## Excerpt:
.....

The Benefits of Journaling
Journaling has been used to help stress, anxiety, eating disorders, bipolar disorder, depression, addiction, ADD/ADHD, even Schizophrenia. And in general, it’s helped millions achieve an added satisfaction to life, and given history’s greatest thinkers a voice to resonate throughout the ages.
We encourage you to write with a pen (or pencil) and paper, as opposed to a laptop or phone. For one, a book of blank pages doesn’t buzz with annoying notifications every thirty seconds. And research suggests that writing by hand actually helps you to retain information. Granted that has to do with note taking during class, but in a sense, journaling is almost like note taking for your soul, like listening to yourself and taking down what you’re feeling.
As the University of Rochester Health Encyclopedia put it, “When you have a problem and you’re stressed, keeping a journal can help you identify what’s causing that stress or anxiety. Then, once you’ve identified your stressors, you can work on a plan to resolve the problems and, in turn, reduce stress.”

.....

[Extracted data entries]
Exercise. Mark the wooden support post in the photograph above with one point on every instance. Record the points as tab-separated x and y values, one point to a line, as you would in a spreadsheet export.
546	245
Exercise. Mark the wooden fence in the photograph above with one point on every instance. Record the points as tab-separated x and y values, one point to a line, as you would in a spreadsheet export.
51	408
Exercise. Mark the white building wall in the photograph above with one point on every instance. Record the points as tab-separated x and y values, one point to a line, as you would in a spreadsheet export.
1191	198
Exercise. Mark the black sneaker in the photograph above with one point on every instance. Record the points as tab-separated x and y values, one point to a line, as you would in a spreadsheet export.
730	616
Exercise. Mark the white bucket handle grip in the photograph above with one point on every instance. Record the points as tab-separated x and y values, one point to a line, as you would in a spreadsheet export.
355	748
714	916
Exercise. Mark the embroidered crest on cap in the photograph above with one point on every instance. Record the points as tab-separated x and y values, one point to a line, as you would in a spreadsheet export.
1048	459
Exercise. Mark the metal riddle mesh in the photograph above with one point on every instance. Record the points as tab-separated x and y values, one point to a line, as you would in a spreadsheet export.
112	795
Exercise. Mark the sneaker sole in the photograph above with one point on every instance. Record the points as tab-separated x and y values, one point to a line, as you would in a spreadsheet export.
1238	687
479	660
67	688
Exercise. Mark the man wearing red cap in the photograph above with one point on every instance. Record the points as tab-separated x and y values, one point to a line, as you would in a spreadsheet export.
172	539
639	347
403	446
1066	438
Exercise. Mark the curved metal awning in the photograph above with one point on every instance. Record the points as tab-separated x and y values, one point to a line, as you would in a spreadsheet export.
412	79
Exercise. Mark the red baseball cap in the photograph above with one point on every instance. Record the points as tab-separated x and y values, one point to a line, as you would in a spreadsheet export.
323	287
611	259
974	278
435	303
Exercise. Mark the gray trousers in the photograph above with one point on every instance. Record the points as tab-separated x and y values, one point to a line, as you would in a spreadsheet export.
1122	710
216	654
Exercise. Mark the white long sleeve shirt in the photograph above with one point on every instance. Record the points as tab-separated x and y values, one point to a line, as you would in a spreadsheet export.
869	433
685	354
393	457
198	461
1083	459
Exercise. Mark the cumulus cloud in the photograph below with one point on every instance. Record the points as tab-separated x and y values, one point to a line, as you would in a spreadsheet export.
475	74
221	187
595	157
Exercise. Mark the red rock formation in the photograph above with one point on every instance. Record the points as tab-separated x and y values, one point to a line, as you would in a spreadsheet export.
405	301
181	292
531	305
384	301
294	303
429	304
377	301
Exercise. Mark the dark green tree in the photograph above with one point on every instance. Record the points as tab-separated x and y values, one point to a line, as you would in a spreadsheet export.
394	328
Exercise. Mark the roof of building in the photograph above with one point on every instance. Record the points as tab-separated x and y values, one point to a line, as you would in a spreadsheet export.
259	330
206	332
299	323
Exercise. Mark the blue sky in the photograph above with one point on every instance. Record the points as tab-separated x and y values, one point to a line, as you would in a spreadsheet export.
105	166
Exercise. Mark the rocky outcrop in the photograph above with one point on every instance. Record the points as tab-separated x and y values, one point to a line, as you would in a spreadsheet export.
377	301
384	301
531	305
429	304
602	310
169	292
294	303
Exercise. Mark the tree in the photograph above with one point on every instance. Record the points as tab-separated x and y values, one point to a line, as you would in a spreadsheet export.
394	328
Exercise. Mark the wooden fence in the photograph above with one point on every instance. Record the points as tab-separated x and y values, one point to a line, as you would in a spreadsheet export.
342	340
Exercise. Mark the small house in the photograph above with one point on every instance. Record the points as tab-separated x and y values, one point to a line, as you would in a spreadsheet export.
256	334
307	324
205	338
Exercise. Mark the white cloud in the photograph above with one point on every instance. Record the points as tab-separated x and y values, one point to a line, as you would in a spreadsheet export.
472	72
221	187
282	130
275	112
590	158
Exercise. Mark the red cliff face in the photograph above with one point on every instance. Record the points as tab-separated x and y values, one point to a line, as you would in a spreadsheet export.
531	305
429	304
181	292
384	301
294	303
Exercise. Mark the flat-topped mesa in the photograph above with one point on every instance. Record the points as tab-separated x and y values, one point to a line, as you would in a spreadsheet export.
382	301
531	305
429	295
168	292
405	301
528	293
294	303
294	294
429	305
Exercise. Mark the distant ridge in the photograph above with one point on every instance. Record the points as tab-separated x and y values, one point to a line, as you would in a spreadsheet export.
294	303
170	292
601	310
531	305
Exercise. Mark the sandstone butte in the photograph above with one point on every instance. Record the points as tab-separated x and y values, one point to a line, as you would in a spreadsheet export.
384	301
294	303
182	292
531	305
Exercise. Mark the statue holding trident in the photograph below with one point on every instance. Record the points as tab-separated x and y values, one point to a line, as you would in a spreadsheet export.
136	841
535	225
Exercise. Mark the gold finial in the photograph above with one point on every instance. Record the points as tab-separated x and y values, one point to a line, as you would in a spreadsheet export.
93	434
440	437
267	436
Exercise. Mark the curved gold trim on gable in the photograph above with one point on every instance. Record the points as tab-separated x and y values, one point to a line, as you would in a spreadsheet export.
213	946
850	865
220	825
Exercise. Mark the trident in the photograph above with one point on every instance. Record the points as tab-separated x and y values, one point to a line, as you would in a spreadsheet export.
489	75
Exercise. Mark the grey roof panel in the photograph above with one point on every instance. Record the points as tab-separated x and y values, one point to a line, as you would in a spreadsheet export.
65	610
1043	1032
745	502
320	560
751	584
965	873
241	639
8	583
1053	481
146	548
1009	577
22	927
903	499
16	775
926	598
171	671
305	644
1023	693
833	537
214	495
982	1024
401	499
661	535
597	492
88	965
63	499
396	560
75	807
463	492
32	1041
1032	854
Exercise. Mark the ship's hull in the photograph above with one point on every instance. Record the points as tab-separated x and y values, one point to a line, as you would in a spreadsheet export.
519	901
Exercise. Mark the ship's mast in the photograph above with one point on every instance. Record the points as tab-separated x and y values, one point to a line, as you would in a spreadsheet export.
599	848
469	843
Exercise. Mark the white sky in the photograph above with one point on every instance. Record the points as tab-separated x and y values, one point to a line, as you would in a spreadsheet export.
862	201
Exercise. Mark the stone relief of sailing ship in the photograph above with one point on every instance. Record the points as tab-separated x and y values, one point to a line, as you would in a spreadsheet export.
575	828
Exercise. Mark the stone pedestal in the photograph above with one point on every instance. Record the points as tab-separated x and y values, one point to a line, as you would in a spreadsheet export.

.....

## Aim A:
Decide whether each statement agrees with the journaling excerpt, answering yes or no and quoting the deciding words from it: (i) The excerpt recommends journaling on a laptop or phone. (ii) The research on handwriting that it mentions concerns note taking during class. (iii) The quoted passage about stress comes from the University of Rochester Health Encyclopedia.
## Aim B:
Extend the journaling excerpt, picking up right after its final sentence.

## Expected output A:
(i) No: "We encourage you to write with a pen (or pencil) and paper, as opposed to a laptop or phone."
(ii) Yes: "Granted that has to do with note taking during class"
(iii) Yes: "As the University of Rochester Health Encyclopedia put it"

## Expected output B:
That’s why journaling is a major pillar of the DiveThru method. Putting your feelings into words helps create a narrative for your emotions and establish reasons and causes for those feelings.
Although we will often give you a writing prompt, we want you to write what feels right in the moment. Write without judgement and let the pen flow. It’s only a matter of time until you write something that takes you by surprise and puts things into a new perspective.
Finally, perhaps the best part of journaling is that it keeps track of your thoughts and feelings throughout time, so you have a record of not only the times you were at your darkest that you pulled through, but also your past successes to celebrate. Looking back at those times can be a way to give yourself the wise perspective of knowing you’ve grown as a human being.